- [WHAT IS NEEDED] Nothing but a number should be given: how many lines of the records include "array"?

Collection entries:
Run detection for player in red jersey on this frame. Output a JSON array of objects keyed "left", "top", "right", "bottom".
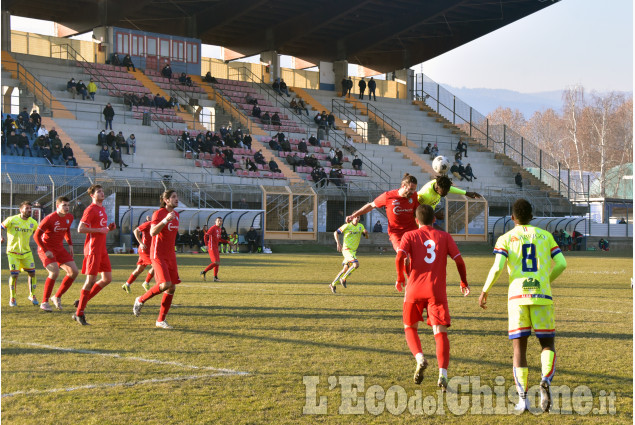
[
  {"left": 133, "top": 190, "right": 180, "bottom": 329},
  {"left": 122, "top": 216, "right": 155, "bottom": 294},
  {"left": 200, "top": 217, "right": 226, "bottom": 282},
  {"left": 73, "top": 184, "right": 116, "bottom": 325},
  {"left": 395, "top": 204, "right": 470, "bottom": 391},
  {"left": 346, "top": 173, "right": 419, "bottom": 287},
  {"left": 34, "top": 196, "right": 79, "bottom": 312}
]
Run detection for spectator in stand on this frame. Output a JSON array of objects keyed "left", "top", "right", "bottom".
[
  {"left": 203, "top": 72, "right": 217, "bottom": 83},
  {"left": 368, "top": 77, "right": 377, "bottom": 101},
  {"left": 598, "top": 238, "right": 609, "bottom": 251},
  {"left": 268, "top": 159, "right": 281, "bottom": 173},
  {"left": 618, "top": 217, "right": 627, "bottom": 224},
  {"left": 454, "top": 151, "right": 463, "bottom": 166},
  {"left": 115, "top": 131, "right": 127, "bottom": 150},
  {"left": 37, "top": 124, "right": 48, "bottom": 139},
  {"left": 87, "top": 78, "right": 98, "bottom": 101},
  {"left": 246, "top": 158, "right": 258, "bottom": 172},
  {"left": 279, "top": 78, "right": 291, "bottom": 97},
  {"left": 430, "top": 143, "right": 439, "bottom": 158},
  {"left": 515, "top": 172, "right": 523, "bottom": 189},
  {"left": 161, "top": 63, "right": 172, "bottom": 80},
  {"left": 103, "top": 103, "right": 115, "bottom": 130},
  {"left": 67, "top": 78, "right": 77, "bottom": 98},
  {"left": 308, "top": 134, "right": 320, "bottom": 147},
  {"left": 261, "top": 111, "right": 271, "bottom": 125},
  {"left": 76, "top": 80, "right": 88, "bottom": 100},
  {"left": 16, "top": 131, "right": 31, "bottom": 157},
  {"left": 450, "top": 162, "right": 463, "bottom": 181},
  {"left": 30, "top": 109, "right": 41, "bottom": 132},
  {"left": 179, "top": 72, "right": 193, "bottom": 87},
  {"left": 352, "top": 155, "right": 362, "bottom": 170},
  {"left": 464, "top": 163, "right": 476, "bottom": 182},
  {"left": 423, "top": 143, "right": 432, "bottom": 158},
  {"left": 126, "top": 134, "right": 136, "bottom": 154},
  {"left": 335, "top": 148, "right": 343, "bottom": 165},
  {"left": 110, "top": 146, "right": 128, "bottom": 170},
  {"left": 40, "top": 141, "right": 52, "bottom": 163},
  {"left": 48, "top": 126, "right": 58, "bottom": 141},
  {"left": 271, "top": 112, "right": 281, "bottom": 127},
  {"left": 298, "top": 138, "right": 308, "bottom": 154},
  {"left": 243, "top": 134, "right": 252, "bottom": 150},
  {"left": 289, "top": 98, "right": 300, "bottom": 114},
  {"left": 245, "top": 93, "right": 258, "bottom": 105},
  {"left": 328, "top": 148, "right": 338, "bottom": 166},
  {"left": 154, "top": 93, "right": 167, "bottom": 110},
  {"left": 121, "top": 54, "right": 136, "bottom": 72},
  {"left": 297, "top": 98, "right": 309, "bottom": 116},
  {"left": 280, "top": 137, "right": 292, "bottom": 153},
  {"left": 346, "top": 77, "right": 353, "bottom": 98},
  {"left": 358, "top": 78, "right": 366, "bottom": 100},
  {"left": 456, "top": 138, "right": 468, "bottom": 157},
  {"left": 33, "top": 135, "right": 47, "bottom": 157},
  {"left": 252, "top": 104, "right": 262, "bottom": 118},
  {"left": 341, "top": 78, "right": 348, "bottom": 97},
  {"left": 110, "top": 52, "right": 121, "bottom": 65},
  {"left": 327, "top": 112, "right": 336, "bottom": 130},
  {"left": 269, "top": 137, "right": 281, "bottom": 152},
  {"left": 313, "top": 111, "right": 322, "bottom": 125},
  {"left": 286, "top": 153, "right": 304, "bottom": 171},
  {"left": 311, "top": 167, "right": 321, "bottom": 186},
  {"left": 50, "top": 137, "right": 64, "bottom": 165},
  {"left": 105, "top": 130, "right": 116, "bottom": 149},
  {"left": 254, "top": 150, "right": 266, "bottom": 165},
  {"left": 62, "top": 143, "right": 77, "bottom": 166},
  {"left": 304, "top": 154, "right": 318, "bottom": 168},
  {"left": 329, "top": 168, "right": 344, "bottom": 187},
  {"left": 373, "top": 220, "right": 383, "bottom": 233},
  {"left": 457, "top": 163, "right": 468, "bottom": 181},
  {"left": 272, "top": 79, "right": 283, "bottom": 96}
]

- [EXPECTED ANSWER] 2